## Task to carry out:
Extract each line from the records below that contains the string "dark", treating uppercase and lowercase as distinct.

## Items:
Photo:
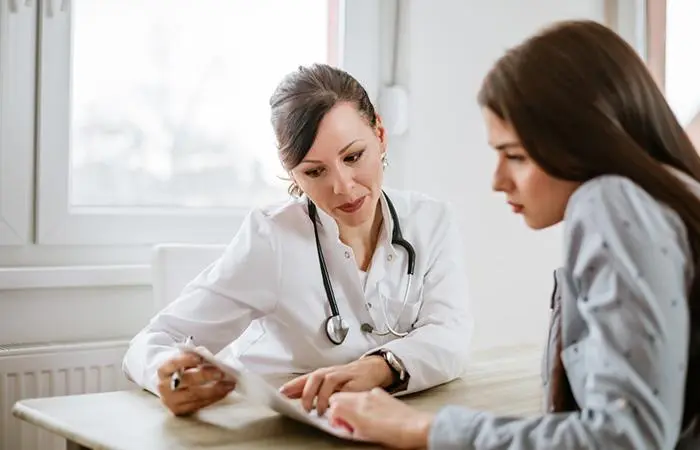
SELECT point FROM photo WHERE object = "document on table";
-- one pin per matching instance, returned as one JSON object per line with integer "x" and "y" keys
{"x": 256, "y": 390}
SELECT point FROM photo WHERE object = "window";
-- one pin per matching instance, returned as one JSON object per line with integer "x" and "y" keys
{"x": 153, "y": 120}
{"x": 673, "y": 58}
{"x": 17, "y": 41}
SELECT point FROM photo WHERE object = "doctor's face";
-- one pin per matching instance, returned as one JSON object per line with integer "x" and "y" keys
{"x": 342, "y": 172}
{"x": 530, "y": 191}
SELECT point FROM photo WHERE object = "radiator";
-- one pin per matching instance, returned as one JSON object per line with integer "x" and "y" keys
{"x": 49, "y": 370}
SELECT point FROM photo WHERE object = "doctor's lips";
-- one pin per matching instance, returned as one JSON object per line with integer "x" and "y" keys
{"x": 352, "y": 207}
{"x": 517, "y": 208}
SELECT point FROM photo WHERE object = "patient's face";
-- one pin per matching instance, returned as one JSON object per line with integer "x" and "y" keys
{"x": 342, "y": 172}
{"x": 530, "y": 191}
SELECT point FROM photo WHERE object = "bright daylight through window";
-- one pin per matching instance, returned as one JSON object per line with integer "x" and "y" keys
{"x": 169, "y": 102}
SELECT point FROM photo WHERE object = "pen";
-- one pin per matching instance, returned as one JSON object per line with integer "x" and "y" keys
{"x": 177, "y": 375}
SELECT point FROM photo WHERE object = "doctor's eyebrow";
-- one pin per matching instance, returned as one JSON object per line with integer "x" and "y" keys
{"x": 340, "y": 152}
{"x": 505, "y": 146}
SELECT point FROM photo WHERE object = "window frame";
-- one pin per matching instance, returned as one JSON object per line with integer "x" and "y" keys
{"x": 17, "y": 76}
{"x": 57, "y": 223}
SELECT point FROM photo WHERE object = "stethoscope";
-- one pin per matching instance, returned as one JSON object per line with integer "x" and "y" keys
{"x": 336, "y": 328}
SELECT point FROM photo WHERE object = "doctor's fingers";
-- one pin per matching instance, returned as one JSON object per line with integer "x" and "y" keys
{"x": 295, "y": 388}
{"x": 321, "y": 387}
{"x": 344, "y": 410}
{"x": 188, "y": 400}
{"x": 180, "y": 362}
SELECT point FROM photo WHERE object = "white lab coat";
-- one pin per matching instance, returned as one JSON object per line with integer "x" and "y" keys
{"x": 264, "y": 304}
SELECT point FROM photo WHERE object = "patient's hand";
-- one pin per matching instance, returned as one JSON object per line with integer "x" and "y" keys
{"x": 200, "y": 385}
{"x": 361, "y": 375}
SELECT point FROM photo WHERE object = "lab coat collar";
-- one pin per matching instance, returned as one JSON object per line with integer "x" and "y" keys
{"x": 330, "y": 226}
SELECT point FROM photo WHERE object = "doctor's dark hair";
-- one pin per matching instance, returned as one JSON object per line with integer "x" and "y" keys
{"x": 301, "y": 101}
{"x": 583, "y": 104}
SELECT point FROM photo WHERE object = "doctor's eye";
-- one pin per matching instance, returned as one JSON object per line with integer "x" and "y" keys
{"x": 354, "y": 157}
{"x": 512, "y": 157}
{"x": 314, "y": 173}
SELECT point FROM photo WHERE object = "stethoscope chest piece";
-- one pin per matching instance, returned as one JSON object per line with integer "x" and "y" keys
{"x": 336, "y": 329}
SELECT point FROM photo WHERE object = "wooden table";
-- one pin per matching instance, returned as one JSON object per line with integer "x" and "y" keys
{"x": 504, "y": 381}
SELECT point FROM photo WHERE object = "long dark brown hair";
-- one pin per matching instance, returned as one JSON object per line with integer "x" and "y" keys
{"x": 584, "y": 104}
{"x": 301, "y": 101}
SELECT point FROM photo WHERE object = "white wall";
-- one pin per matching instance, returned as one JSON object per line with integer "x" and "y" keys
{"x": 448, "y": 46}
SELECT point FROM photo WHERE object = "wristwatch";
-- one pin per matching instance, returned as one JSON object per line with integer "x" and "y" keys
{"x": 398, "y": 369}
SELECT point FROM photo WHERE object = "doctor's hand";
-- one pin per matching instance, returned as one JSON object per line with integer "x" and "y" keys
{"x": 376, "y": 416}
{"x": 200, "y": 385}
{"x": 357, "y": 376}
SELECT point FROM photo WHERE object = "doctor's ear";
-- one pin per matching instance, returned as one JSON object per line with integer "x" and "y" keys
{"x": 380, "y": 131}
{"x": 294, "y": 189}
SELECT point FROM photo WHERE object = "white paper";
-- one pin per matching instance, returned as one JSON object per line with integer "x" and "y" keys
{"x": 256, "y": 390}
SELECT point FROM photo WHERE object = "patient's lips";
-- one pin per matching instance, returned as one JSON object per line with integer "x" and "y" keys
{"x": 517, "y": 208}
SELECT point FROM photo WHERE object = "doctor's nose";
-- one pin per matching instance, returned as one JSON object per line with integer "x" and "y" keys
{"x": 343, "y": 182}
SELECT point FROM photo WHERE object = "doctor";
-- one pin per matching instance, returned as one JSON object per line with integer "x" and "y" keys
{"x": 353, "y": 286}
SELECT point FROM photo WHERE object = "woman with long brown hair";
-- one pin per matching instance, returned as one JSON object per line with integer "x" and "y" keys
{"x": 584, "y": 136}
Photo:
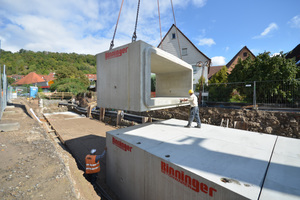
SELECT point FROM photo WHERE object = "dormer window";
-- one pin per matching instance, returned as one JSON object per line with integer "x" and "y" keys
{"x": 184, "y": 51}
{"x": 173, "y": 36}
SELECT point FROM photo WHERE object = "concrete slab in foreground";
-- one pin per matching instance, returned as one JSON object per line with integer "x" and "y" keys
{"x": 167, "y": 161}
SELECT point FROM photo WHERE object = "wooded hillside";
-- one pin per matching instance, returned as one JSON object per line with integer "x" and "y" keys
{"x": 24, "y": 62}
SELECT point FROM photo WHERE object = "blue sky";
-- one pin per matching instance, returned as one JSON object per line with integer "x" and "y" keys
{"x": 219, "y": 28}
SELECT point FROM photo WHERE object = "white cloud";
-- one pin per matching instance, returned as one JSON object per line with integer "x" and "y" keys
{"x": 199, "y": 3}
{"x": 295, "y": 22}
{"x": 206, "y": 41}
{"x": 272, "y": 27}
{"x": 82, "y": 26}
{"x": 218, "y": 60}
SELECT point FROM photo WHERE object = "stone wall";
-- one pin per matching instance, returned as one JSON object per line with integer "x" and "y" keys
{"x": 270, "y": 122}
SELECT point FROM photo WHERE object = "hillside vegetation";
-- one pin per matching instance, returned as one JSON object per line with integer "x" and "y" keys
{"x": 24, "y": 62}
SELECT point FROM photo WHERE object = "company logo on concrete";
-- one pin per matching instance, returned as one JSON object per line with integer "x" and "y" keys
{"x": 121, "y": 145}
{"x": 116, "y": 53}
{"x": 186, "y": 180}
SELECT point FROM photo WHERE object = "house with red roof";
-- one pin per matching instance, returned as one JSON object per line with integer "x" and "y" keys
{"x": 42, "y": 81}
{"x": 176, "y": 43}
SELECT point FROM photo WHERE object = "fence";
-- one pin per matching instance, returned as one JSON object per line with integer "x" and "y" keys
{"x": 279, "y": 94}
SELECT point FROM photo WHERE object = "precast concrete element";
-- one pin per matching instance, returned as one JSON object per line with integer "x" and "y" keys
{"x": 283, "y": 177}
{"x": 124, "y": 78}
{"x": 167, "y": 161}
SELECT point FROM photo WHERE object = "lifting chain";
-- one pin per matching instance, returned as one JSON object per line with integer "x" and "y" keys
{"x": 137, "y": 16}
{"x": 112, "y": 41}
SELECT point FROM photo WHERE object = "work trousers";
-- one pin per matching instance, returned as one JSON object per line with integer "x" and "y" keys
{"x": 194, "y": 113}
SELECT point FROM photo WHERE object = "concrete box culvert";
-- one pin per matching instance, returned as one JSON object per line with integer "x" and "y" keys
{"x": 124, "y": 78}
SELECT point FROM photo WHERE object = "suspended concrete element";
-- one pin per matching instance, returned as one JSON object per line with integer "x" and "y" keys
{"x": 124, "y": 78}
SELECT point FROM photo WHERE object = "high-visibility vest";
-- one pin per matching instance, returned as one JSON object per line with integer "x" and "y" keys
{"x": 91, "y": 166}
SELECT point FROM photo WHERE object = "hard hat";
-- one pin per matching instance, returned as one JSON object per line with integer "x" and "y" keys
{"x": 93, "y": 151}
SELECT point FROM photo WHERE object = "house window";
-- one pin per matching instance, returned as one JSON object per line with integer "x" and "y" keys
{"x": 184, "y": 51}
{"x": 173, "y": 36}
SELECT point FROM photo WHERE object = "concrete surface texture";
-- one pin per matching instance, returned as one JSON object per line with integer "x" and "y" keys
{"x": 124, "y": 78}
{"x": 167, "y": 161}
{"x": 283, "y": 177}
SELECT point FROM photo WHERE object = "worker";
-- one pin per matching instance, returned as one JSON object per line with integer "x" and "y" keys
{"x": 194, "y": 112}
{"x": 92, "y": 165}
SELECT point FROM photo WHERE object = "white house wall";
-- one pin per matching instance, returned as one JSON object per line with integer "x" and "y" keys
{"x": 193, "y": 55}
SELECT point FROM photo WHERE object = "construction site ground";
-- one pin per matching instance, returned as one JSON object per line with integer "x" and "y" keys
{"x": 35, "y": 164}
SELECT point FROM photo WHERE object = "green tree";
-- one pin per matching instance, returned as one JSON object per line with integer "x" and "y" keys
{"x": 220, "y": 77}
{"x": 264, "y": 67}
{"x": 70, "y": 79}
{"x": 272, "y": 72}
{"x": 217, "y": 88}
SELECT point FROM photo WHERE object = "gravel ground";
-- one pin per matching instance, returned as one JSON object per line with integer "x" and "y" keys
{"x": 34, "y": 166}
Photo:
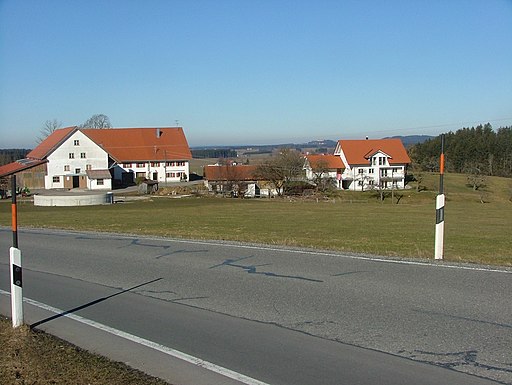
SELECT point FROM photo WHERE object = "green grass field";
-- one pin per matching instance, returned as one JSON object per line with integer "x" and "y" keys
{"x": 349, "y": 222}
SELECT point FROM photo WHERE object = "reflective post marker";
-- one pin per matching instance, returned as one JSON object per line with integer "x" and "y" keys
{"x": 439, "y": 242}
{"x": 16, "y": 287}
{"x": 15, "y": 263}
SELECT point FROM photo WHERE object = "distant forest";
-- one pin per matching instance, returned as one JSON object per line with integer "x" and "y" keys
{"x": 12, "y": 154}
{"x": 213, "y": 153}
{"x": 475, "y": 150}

## Result:
SELECT point FROM photo WHERE object = "doctor's dark hair";
SELECT point FROM photo WHERE object = "long dark brown hair";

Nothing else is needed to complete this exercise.